■ Request 1 ■
Reproduce the passage of the concrete grinding text between "There are two" and "terms of grits.", inclusive.
■ Request 2 ■
Answer these questions using the concrete grinding text:
(a) Under what conditions does BECOSAN® prefer to grind, and for what reason?
(b) What is the abrasive tool encrusted with?
(c) What grit number does work on a normal project start with?
■ Request 3 ■
Decide whether each statement agrees with the concrete grinding text, answering yes or no and quoting the words of the text that settle it.
(a) Larger diamonds go with a higher grit number.
(b) A power trowel is recommended for finishing the floors.
(c) Concrete can only be ground dry.

■ Supplied text ■
At BECOSAN® we are known for making concrete floors longer lasting, easier to clean and more beautiful. Key to our approach is grinding the concrete floor.
In this article we take you through what grinding means to us, what it is, why we do it, how we do it and, most importantly, what it costs.
Why grind concrete floor?
There are a number of reasons to grind concrete but in our world we focus on making floors more functional or more attractive.
That could involve the removal of damaged epoxy coatings, the removal of paint or markings or the removal of stuck on linoleum or tile glue.
It could be to make the floor smooth and scratch free. Perhaps most often it is to make the floor perfectly flat and level. In each of these cases the thing to do is to use a concrete grinder.
What is concrete grinding?
Concrete grinding is using an abrasive tool composed of industrial diamonds on rough concrete surfaces to reveal a smooth finish.
Grinding concrete can be done either wet or dry. At BECOSAN®, we like to grind under wet conditions to reduce the amount of dust.
There are two types of machine we could use:
The first is a traditional concrete grinder like the HTC 800-4A 800mm Automatic Self-Propelled Concrete Grinder, ideal for doing surface preparation.
Then you can also use a power trowel, which is recommended to finish the floors. Power trowels can be hand held, like the Honda GX150 Power Trowel, or ride on, like the Wacker CRT36-26A 36in Ride-On Concrete Power Trowel.
The abrasive tool is a disc with an abrasive surface encrusted with industrial diamonds. Industrial diamonds are a commonly used diamond type in concrete grinding. These are available in different strength, shape, and size. The size of the diamond is represented in terms of grits.
The size of the diamond and the corresponding grit number are inversely proportional to each other. This means that a discs with larger diamonds has a smaller grit size and vice versa.
The rougher the floor, the lower the grit size. For polishing and smoothing applications, we use higher grits with small diamonds.
Hence, on a normal project we start with a low grit number and get progressively higher depending on the gloss level that the customer wants.

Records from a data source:
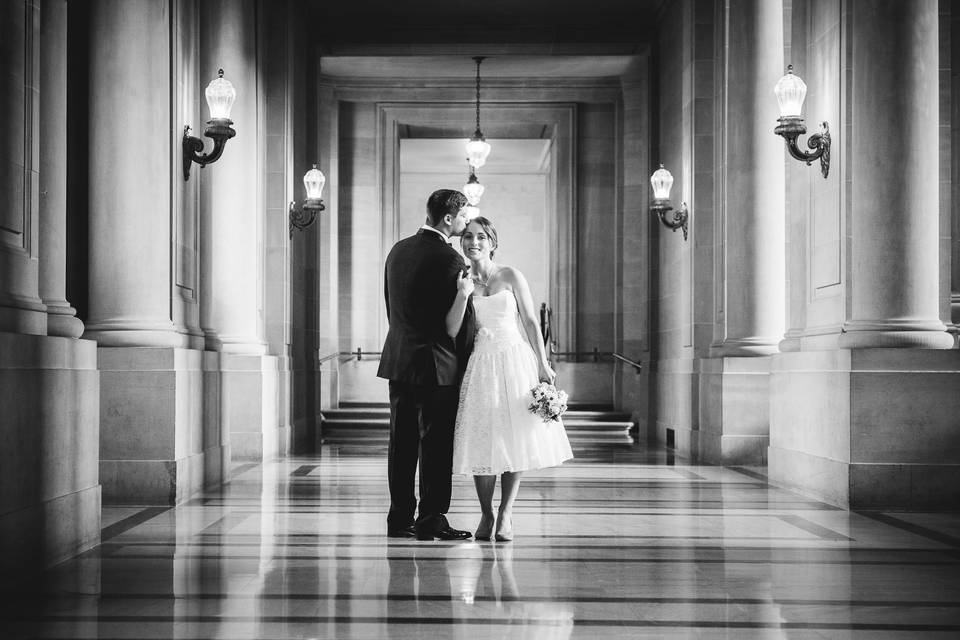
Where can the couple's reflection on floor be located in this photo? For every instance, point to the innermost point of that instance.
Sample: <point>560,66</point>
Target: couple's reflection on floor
<point>474,585</point>
<point>483,580</point>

■ Written reply 1 ■
There are two types of machine we could use:
The first is a traditional concrete grinder like the HTC 800-4A 800mm Automatic Self-Propelled Concrete Grinder, ideal for doing surface preparation.
Then you can also use a power trowel, which is recommended to finish the floors. Power trowels can be hand held, like the Honda GX150 Power Trowel, or ride on, like the Wacker CRT36-26A 36in Ride-On Concrete Power Trowel.
The abrasive tool is a disc with an abrasive surface encrusted with industrial diamonds. Industrial diamonds are a commonly used diamond type in concrete grinding. These are available in different strength, shape, and size. The size of the diamond is represented in terms of grits.

■ Written reply 2 ■
(a) Under wet conditions, to reduce the amount of dust.
(b) Industrial diamonds.
(c) A low grit number.

■ Written reply 3 ■
(a) No: "The size of the diamond and the corresponding grit number are inversely proportional to each other."
(b) Yes: "Then you can also use a power trowel, which is recommended to finish the floors."
(c) No: "Grinding concrete can be done either wet or dry."